▶ [Selected extract]
☆ ☆ ☆ ☆

Vaccine immune simulation through C-ImmSim server. A Indicates the production of antibodies. B The population of B cell. C Cytokines production. D T-cell population

Codon optimization

The reverse translation and codon optimization were identified in Escherichia coli to find expression in the vaccine through the JCat server. The vaccine sequence was comprised of nucleotides, and in sequence, CAI was 0.9541667941400593, and GC content was 70.2523240371846, which indicates expression was high. Main 2 restriction sites XhoI and NdeI were added. The restriction sites and vaccines were cloned with SnapGene software. The clone is represented in Fig. 7.

Fig. 7
figure 7

Cloning of the final vaccine where black showing vector and red showing insert

Molecular dynamic simulation

TLR4 and vaccine complex stability and residual flexibility are determined by RMSD and RMSF (Fig. 8). Complex stable is still 50 ns. In the different regions, residual flexibility fluctuated.

☆ ☆ ☆ ☆

▶ [Data listing]
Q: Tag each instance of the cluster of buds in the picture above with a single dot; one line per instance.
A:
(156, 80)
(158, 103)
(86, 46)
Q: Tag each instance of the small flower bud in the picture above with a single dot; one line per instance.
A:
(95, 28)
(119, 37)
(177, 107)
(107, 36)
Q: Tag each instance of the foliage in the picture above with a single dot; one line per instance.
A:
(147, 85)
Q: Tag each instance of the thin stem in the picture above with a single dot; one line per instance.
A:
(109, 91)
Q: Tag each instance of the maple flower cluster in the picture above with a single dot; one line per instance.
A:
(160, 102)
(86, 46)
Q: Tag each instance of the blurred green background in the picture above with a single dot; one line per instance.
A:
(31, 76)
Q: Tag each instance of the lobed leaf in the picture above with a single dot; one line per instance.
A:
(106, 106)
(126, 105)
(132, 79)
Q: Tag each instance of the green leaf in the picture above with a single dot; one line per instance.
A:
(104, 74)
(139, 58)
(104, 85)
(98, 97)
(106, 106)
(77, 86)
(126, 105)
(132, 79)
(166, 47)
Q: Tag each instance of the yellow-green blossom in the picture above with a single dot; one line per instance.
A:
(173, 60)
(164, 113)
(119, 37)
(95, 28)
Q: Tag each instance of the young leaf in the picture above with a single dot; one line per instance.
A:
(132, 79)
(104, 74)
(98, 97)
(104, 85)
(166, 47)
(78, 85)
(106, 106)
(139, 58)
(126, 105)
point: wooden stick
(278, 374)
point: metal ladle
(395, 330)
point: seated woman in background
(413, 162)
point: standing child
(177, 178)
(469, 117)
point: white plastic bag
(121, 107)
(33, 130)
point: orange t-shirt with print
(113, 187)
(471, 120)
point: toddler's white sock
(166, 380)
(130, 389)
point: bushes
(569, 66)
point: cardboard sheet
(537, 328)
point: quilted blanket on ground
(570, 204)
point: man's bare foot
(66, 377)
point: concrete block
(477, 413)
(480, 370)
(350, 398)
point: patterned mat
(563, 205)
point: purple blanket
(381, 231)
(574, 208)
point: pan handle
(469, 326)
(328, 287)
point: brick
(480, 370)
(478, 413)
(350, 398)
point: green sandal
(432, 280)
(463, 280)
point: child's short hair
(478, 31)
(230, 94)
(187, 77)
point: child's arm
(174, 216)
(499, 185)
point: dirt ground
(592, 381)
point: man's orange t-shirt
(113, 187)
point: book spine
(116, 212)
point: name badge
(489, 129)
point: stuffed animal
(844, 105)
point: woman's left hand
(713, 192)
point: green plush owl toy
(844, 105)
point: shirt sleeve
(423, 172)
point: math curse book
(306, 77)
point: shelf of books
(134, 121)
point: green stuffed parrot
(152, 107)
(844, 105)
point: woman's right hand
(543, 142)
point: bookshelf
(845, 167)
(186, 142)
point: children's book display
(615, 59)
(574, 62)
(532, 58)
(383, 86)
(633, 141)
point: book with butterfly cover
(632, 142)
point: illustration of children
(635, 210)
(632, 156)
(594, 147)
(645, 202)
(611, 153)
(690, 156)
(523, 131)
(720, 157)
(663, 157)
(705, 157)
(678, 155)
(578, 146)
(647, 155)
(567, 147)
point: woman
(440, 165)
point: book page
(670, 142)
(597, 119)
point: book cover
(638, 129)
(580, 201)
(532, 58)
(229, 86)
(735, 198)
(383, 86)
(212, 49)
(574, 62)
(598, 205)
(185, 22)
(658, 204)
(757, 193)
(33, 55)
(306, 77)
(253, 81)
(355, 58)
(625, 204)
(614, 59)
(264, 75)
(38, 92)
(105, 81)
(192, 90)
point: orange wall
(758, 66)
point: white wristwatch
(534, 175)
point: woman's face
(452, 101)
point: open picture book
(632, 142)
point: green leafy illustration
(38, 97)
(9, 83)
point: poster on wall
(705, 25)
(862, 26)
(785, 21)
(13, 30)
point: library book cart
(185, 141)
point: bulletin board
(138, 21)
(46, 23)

☆ ☆ ☆ ☆

▶ [Activity A] In the vaccine design excerpt, which software was used to clone the restriction sites and vaccines?
▶ [Activity B] Return the vaccine design excerpt from "Vaccine immune simulation" up to and including "represented in Fig. 7.".
▶ [Activity C] Write the next part of the vaccine design excerpt, starting right after its last sentence.

▶ [Expected answer A] SnapGene software was used.

▶ [Expected answer B]
Vaccine immune simulation through C-ImmSim server. A Indicates the production of antibodies. B The population of B cell. C Cytokines production. D T-cell population

Codon optimization

The reverse translation and codon optimization were identified in Escherichia coli to find expression in the vaccine through the JCat server. The vaccine sequence was comprised of nucleotides, and in sequence, CAI was 0.9541667941400593, and GC content was 70.2523240371846, which indicates expression was high. Main 2 restriction sites XhoI and NdeI were added. The restriction sites and vaccines were cloned with SnapGene software. The clone is represented in Fig. 7.

▶ [Expected answer C]
Fig. 8
figure 8

Molecular dynamic simulation showing RMSD and RMSF of the complex

Discussion

Vaccination plays a vital role in immune system activation and also stops the attack of various pathogen-borne infectious disorders. The use of the surface antigenic epitopes is very crucial for designing an effective vaccine. Conventional vaccines designed for the different pathogens are used all over the world and are supposed to be the best way treatment of various disorders [36]. But these vaccines faced more problems in comparison with the in silico approach. The in silico subunit vaccines are nonhazardous, more stable, and are easily engineered compared with an old vaccine. Subunit vaccines are made up of highly immunogenic B cell and T cells which are the derivatives of the proteome of the specific pathogen [37]. For B. pseudomallei, up to date, no multi-epitope subunit vaccine is designed. In this study, immunoinformatics approaches were used for vaccine design against B. pseudomallei. First of all, proteome sequence was retrieved from NCBI.

Physiochemical properties, antigenicity, allergenicity, and secondary structures were predicated. MHC-1 and MHC-2 epitopes were also predicated.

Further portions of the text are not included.